Potongan Teks:
┄┄┄┄┄┄

Bila kampus adalah cermin masyarakat, maka yang dipantulkan saat ini adalah wajah pendidikan yang dikapling oleh elite kekuasaan. Dugaan pelanggaran aturan terkait fasilitas negara bukan sekadar masalah administratif; ia adalah cermin dari watak kekuasaan yang berjarak dari penderitaan konstituen utamanya: mahasiswa dan rakyat pembayar pajak. Bukankah pendidikan negeri seharusnya dibangun dengan semangat kesetaraan, bukan dilandasi privilege jabatan?
Sayangnya, manajemen kampus seperti USU hari ini memperlihatkan gejala klasik birokrasi yang tumpul ke atas namun tajam ke bawah. Mahasiswa dikontrol ketat dalam aturan dan sanksi, tetapi pejabat kampus seolah punya ruang abu-abu hukum yang tak tersentuh. Ketika kritik dianggap pembangkangan, ketika nalar diganti dengan loyalitas birokratis, maka kampus kehilangan esensi: rumah akal sehat dan keadilan.
Sudah saatnya publik, terutama mahasiswa dan civitas akademika, bersuara lantang menagih akuntabilitas. Kampus negeri bukan panggung kekuasaan, melainkan medan pengabdian. Rektor bukan raja, ia pelayan publik yang digaji dari keringat rakyat. Jika tak mampu merasakan denyut penderitaan rakyat, maka wajar bila publik menilai: rektor USU sedang menari-nari di atas luka sosial yang belum sembuh.
MWA USU: Wajib Bersikap sebagai Pengawas, Bukan Bebek Lumpuh
Majelis Wali Amanat (MWA) Universitas Sumatera Utara (USU) tak bisa terus berdiam dalam pusaran kontroversi dugaan pelanggaran etika dan konstitusi oleh Rektor. Sebagai organ tertinggi dalam tata kelola Perguruan Tinggi Negeri Badan Hukum (PTN-BH), MWA bukanlah simbol seremonial, melainkan pengawal mandat moral dan legalitas institusi. Dalam kondisi di mana publik mempersoalkan integritas pemimpin universitas, diamnya MWA justru bisa ditafsirkan sebagai bentuk pembiaran.
Fungsi MWA tak berhenti pada seleksi dan pelantikan rektor semata, tetapi mencakup evaluasi dan pengawasan menyeluruh atas pelaksanaan tata kelola universitas. Ketika laporan publik dan pemberitaan media menunjukkan adanya indikasi penyalahgunaan fasilitas negara oleh Rektor USU, sikap “wait and see” yang diambil MWA justru memperkuat kecurigaan akan adanya kompromi kekuasaan. Padahal, kepercayaan terhadap MWA sebagai representasi publik dalam struktur kampus sangat bergantung pada keberanian dan ketegasan dalam bersikap.
Jika MWA gagal bertindak tegas, maka posisi mereka tak ubahnya seperti lame duck—bebek lumpuh—yang kehilangan relevansi di tengah derasnya gelombang kritik publik. Ini bukan sekadar masalah reputasi institusi, tapi juga soal kepercayaan generasi muda terhadap kejujuran dan transparansi dalam dunia akademik. Ketika pengawasan terhadap pemimpin kampus lumpuh, maka seluruh bangunan moral institusi turut rapuh.

┄┄┄┄┄┄

Butir data:
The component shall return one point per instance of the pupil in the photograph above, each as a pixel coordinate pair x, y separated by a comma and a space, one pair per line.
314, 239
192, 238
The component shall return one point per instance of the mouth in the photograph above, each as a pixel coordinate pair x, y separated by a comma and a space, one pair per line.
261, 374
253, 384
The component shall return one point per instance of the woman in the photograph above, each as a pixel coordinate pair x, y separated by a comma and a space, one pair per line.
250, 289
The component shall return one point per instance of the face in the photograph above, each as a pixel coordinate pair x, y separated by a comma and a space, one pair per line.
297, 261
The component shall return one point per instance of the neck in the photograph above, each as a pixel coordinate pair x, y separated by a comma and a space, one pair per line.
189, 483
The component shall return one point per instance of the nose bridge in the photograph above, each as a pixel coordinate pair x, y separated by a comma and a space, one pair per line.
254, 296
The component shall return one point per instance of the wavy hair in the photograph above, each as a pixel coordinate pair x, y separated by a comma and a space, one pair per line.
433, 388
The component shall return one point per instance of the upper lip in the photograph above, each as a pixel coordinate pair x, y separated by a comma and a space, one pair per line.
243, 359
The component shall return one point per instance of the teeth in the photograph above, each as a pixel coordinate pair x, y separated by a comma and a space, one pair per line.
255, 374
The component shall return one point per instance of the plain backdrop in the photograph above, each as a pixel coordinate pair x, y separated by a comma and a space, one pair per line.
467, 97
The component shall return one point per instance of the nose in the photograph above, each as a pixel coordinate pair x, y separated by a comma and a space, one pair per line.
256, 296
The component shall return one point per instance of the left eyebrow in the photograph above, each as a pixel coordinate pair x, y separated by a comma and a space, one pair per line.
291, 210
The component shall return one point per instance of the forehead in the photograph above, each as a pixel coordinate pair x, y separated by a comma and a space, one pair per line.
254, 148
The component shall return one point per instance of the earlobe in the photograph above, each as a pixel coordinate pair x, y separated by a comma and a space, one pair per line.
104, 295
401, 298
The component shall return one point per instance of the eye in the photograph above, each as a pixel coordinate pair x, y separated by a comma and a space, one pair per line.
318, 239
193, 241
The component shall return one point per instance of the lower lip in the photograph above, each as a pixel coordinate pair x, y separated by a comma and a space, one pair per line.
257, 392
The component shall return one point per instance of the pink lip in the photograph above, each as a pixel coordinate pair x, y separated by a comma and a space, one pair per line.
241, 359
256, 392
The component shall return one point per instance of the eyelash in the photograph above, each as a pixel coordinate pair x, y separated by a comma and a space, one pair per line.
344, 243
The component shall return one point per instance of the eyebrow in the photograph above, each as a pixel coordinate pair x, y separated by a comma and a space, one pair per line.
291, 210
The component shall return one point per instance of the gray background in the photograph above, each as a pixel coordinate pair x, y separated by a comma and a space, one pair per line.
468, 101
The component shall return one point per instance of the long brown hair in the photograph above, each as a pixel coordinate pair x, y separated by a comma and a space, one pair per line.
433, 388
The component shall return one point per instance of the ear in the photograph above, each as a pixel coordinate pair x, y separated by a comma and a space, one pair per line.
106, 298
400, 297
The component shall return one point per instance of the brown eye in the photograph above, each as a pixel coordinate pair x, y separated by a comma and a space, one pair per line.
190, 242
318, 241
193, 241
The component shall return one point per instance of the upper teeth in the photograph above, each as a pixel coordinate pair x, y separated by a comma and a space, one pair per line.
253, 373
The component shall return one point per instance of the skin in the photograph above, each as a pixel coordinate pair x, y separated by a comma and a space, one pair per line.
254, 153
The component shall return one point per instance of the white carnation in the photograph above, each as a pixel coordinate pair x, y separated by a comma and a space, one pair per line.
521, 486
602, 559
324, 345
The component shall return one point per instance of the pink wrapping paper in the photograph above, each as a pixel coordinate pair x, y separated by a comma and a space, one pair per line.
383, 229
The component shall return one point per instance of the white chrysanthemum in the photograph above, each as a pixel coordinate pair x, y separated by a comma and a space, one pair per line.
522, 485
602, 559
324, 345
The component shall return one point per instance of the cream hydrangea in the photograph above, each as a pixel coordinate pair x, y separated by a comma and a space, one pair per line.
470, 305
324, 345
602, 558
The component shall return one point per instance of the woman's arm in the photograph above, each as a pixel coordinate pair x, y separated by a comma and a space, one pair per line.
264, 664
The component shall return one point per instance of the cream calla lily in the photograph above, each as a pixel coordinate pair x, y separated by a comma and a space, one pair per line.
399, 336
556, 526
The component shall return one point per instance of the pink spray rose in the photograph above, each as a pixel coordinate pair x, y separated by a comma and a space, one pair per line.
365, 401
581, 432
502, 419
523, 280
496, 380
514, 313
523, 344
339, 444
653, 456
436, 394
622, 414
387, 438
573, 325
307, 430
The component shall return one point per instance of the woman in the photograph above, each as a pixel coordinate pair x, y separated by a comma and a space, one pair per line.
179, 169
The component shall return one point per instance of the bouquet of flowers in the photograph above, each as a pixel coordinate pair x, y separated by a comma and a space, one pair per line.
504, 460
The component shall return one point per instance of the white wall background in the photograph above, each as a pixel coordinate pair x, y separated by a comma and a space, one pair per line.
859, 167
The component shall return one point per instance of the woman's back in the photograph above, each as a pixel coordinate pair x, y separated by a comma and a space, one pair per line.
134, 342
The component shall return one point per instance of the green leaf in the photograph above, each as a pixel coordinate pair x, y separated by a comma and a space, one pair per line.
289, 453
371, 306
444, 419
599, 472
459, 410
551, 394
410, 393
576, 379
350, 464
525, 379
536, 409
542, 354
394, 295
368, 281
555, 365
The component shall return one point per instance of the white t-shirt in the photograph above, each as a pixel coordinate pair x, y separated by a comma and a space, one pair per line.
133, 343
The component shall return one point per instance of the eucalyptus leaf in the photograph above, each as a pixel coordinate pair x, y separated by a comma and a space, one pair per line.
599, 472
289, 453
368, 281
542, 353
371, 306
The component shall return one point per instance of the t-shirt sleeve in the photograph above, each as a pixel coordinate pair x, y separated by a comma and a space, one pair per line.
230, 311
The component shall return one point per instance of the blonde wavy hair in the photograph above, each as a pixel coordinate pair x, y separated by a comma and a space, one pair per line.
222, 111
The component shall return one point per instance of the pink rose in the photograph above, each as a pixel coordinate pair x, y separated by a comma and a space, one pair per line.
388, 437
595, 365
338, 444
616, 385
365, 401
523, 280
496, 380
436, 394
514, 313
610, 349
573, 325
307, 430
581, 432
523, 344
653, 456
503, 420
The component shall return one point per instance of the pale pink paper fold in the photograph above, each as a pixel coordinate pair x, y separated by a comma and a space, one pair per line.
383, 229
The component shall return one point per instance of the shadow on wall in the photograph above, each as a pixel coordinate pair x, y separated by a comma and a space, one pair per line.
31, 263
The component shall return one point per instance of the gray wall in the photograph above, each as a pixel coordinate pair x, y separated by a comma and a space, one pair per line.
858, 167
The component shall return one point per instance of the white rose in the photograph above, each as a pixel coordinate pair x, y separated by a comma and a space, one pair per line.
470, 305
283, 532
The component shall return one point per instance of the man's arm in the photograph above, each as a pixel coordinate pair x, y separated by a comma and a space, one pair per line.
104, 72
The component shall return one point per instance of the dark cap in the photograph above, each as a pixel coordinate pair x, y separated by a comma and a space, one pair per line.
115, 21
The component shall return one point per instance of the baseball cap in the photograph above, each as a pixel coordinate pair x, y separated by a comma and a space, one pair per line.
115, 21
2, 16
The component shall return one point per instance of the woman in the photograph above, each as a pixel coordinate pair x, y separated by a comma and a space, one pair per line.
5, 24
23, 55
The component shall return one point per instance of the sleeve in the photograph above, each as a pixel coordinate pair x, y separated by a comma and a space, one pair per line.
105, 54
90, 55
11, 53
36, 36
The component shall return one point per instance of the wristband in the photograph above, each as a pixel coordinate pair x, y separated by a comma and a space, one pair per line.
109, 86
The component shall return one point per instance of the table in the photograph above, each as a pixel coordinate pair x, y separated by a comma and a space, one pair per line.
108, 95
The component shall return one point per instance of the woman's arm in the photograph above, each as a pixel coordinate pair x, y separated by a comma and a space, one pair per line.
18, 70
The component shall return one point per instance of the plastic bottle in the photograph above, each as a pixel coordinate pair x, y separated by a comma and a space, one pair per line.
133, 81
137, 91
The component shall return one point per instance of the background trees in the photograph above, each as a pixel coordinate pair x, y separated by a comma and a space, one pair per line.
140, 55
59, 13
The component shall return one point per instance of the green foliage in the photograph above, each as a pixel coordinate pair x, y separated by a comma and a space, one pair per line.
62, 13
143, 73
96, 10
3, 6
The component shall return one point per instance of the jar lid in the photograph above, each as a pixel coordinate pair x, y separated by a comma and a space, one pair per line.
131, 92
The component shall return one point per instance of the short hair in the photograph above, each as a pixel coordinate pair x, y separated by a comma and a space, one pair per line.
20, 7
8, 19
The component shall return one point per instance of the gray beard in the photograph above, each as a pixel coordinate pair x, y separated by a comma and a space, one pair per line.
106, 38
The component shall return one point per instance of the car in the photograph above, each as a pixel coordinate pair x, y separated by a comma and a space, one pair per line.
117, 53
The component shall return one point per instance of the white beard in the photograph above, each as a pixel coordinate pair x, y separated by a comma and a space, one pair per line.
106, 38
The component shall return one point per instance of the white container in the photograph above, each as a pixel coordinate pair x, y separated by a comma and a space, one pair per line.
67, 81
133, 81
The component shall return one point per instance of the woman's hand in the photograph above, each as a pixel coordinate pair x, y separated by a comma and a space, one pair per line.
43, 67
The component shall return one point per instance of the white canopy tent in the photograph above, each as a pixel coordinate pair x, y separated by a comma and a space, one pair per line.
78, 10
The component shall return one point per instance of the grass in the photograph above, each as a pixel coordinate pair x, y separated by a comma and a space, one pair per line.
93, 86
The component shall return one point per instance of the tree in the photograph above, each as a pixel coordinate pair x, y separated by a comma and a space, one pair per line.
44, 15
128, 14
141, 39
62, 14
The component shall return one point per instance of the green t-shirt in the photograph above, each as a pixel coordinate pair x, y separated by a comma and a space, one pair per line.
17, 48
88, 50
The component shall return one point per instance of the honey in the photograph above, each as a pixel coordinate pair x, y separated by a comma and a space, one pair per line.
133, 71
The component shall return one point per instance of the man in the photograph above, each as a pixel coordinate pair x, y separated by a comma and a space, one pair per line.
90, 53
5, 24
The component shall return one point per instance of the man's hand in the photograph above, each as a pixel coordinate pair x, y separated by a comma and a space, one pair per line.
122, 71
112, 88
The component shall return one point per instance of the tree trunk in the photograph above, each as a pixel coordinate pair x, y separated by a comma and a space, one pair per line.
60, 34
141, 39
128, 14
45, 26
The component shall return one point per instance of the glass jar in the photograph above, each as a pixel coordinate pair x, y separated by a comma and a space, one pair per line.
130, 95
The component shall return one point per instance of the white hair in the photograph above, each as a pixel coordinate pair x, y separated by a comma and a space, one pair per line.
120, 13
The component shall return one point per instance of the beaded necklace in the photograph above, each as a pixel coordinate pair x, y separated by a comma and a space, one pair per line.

┄┄┄┄┄┄

Daftar Tugas:
(a) Tuliskan kembali tulisan tentang USU, semuanya mulai dari "Sayangnya, manajemen kampus" sampai ke "sehat dan keadilan.", dengan mengganti "pejabat kampus" menjadi "petinggi kampus".
(b) Bisakah Anda melanjutkan tulisan tentang USU mulai dari titik berhentinya?

Hasil Pengerjaan:
(a)
Sayangnya, manajemen kampus seperti USU hari ini memperlihatkan gejala klasik birokrasi yang tumpul ke atas namun tajam ke bawah. Mahasiswa dikontrol ketat dalam aturan dan sanksi, tetapi petinggi kampus seolah punya ruang abu-abu hukum yang tak tersentuh. Ketika kritik dianggap pembangkangan, ketika nalar diganti dengan loyalitas birokratis, maka kampus kehilangan esensi: rumah akal sehat dan keadilan.

(b)
Dalam konteks otonomi perguruan tinggi, MWA semestinya menjadi penyeimbang kekuasaan rektorat, bukan menjadi perpanjangan tangan birokrasi kampus. Menutup mata atas potensi pelanggaran adalah bentuk pengkhianatan terhadap amanat publik. MWA seharusnya segera melakukan audit terbuka terhadap dugaan pelanggaran penggunaan rumah dinas, termasuk memastikan semua pengelolaan fasilitas kampus berjalan sesuai aturan negara dan prinsip akuntabilitas.
Kini, saatnya MWA USU membuktikan bahwa mereka bukan menara gading yang bisu. Dalam situasi ini, diam adalah bentuk ketundukan; bersikap adalah bentuk keberpihakan pada kebenaran. Publik tidak menuntut kegaduhan, tetapi menuntut pertanggungjawaban. Dan itu hanya bisa dilakukan jika MWA benar-benar menjadi pengawas yang berani, bukan bebek lumpuh di tengah krisis integritas.
Penutup
Kita tidak butuh rektor yang kaya dalam fasilitas, tapi miskin dalam empati. Kita butuh rektor yang memimpin dengan hati, bukan dengan dompet negara. Kampus adalah rumah nalar dan keadilan—bukan istana kekuasaan. Bila USU ingin tetap menjadi benteng peradaban di Sumatera Utara, maka pembersihan terhadap praktik elitis dan pelanggaran etika harus dimulai sekarang.
Demikian
Penulis Advokat dan Alumni Fakultas Hukum USU Stambuk' 92
______________
Daftar Pustaka
1. Undang-Undang Dasar Negara Republik Indonesia Tahun 1945.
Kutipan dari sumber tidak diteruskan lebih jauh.